Aim
Starting at the line below that contains "Mark the wooden", print each line through the end of the records exactly as it appears.
Start of Record set
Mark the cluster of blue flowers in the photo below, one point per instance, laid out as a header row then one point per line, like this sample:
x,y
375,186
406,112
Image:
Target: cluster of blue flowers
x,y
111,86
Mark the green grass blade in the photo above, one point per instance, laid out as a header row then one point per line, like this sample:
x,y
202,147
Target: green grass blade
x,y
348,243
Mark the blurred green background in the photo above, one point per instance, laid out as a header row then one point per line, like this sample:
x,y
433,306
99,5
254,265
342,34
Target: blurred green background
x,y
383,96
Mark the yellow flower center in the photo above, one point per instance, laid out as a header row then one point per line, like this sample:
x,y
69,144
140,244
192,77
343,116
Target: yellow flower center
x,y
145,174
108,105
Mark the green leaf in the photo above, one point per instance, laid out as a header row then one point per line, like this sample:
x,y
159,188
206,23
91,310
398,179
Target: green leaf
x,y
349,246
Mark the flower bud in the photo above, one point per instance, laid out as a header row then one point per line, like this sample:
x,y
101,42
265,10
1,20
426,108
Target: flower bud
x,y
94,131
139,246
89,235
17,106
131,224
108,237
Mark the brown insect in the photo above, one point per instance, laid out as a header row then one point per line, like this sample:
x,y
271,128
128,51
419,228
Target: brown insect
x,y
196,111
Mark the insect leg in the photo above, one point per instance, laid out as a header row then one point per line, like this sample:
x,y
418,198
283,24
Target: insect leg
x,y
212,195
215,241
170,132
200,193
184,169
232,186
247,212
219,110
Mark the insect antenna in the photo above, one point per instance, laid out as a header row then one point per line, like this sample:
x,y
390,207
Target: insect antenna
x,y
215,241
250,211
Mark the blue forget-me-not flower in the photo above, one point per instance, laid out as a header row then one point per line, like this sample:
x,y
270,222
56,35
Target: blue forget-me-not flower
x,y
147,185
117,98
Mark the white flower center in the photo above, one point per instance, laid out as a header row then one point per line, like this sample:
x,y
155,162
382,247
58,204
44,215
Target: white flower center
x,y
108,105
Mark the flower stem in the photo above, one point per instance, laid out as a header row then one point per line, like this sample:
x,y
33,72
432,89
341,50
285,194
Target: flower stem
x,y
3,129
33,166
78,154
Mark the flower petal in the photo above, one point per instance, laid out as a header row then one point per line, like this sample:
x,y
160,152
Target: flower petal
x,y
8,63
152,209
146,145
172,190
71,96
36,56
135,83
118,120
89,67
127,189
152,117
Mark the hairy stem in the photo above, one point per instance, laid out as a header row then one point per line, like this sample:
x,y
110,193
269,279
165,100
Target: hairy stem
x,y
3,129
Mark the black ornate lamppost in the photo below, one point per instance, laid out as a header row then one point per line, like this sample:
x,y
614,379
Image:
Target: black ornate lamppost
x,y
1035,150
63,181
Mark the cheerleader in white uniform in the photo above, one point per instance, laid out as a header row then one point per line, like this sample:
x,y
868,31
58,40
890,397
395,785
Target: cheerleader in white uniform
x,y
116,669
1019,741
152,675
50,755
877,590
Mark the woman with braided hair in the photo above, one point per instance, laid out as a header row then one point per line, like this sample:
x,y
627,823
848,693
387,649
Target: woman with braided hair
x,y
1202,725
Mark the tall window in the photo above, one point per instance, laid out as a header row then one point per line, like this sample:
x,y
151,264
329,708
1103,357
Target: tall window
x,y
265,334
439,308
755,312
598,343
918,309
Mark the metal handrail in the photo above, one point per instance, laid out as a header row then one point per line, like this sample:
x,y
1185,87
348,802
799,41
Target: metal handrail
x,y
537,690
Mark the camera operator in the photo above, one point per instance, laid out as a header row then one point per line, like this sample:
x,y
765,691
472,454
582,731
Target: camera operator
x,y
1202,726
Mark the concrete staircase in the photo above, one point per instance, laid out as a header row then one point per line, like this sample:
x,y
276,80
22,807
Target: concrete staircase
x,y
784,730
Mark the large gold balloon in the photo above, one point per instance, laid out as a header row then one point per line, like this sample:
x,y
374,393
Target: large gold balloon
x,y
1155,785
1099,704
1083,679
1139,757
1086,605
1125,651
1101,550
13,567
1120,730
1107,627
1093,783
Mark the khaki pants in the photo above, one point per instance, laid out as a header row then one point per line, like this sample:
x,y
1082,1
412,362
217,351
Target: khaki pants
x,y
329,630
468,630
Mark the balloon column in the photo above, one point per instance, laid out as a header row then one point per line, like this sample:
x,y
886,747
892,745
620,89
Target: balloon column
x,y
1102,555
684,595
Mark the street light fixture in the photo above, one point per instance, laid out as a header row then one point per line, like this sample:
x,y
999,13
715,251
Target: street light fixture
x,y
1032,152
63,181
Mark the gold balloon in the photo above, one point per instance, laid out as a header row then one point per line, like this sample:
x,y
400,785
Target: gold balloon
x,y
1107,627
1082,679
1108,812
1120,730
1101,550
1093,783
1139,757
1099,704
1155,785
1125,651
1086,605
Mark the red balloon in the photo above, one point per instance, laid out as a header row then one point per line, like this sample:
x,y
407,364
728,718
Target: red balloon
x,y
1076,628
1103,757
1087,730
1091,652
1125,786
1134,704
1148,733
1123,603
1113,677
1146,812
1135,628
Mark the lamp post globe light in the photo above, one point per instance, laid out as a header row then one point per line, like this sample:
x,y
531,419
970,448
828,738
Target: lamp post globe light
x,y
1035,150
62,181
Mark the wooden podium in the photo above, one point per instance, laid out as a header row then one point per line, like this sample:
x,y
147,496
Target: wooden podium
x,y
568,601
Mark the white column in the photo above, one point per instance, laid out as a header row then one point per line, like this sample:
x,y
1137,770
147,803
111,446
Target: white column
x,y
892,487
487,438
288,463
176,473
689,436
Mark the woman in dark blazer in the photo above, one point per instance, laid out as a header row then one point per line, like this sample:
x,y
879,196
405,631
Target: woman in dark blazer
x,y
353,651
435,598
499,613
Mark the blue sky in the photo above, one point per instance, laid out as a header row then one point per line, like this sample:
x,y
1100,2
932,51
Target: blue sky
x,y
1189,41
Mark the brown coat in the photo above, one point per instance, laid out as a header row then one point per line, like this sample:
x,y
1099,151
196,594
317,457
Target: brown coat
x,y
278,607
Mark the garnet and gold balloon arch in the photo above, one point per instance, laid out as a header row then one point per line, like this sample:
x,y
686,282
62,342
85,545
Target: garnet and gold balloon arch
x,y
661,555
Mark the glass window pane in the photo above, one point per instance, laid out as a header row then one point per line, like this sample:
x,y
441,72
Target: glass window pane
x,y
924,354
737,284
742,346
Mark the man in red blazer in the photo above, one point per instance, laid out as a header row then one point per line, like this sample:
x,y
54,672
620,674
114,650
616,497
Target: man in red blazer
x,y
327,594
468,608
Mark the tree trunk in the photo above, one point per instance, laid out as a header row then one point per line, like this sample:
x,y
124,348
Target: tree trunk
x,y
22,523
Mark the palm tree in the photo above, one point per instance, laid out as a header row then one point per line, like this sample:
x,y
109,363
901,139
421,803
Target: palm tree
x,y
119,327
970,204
End of Record set
Correct answer
Mark the wooden podium in the photo above, one point per instance, laid out as a header row then one point per line, like this sample:
x,y
147,496
Target: wooden podium
x,y
568,601
Mark the white column in the photo above, one point per instance, laid out as a header row then one point per line, like this sample:
x,y
1137,770
147,803
111,446
Target: white column
x,y
892,487
487,438
288,463
176,473
689,436
Mark the woman in dark blazer in the photo above, one point per instance, laid out as a header row then one point per line, like this sample:
x,y
879,196
405,631
Target: woman in dark blazer
x,y
353,651
435,598
499,613
Mark the blue sky in the photo above, one point per instance, laid out as a header row then one point per line, like this sample:
x,y
1100,2
932,51
Target: blue sky
x,y
1189,41
Mark the brown coat in the photo above, one point per instance, laid out as a header row then one point per line, like this sample:
x,y
1099,151
196,594
317,457
Target: brown coat
x,y
278,607
Mark the garnet and gold balloon arch in the photo above, one point per instance, laid out as a header row then one point per line, like this sample:
x,y
686,282
62,342
85,545
Target: garnet and gold balloon arch
x,y
661,555
Mark the glass window pane in the photo above, one point per instance, laid out as a header row then one point per line, like this sample:
x,y
441,72
Target: glass window pane
x,y
924,354
737,284
742,346
Mark the man in red blazer in the photo above, one point per instance, laid out as a header row then one point per line, like this sample:
x,y
54,672
620,674
114,650
616,497
Target: man in red blazer
x,y
327,594
468,608
Mark the tree trunk in the photo above, one point per instance, laid out as a header row then one point per line, like this sample:
x,y
124,348
Target: tree trunk
x,y
22,523
Mark the palm tree in the photo above, one point per instance, laid out as a header row then one point per line, like this sample:
x,y
109,363
901,139
421,803
Target: palm tree
x,y
119,327
970,204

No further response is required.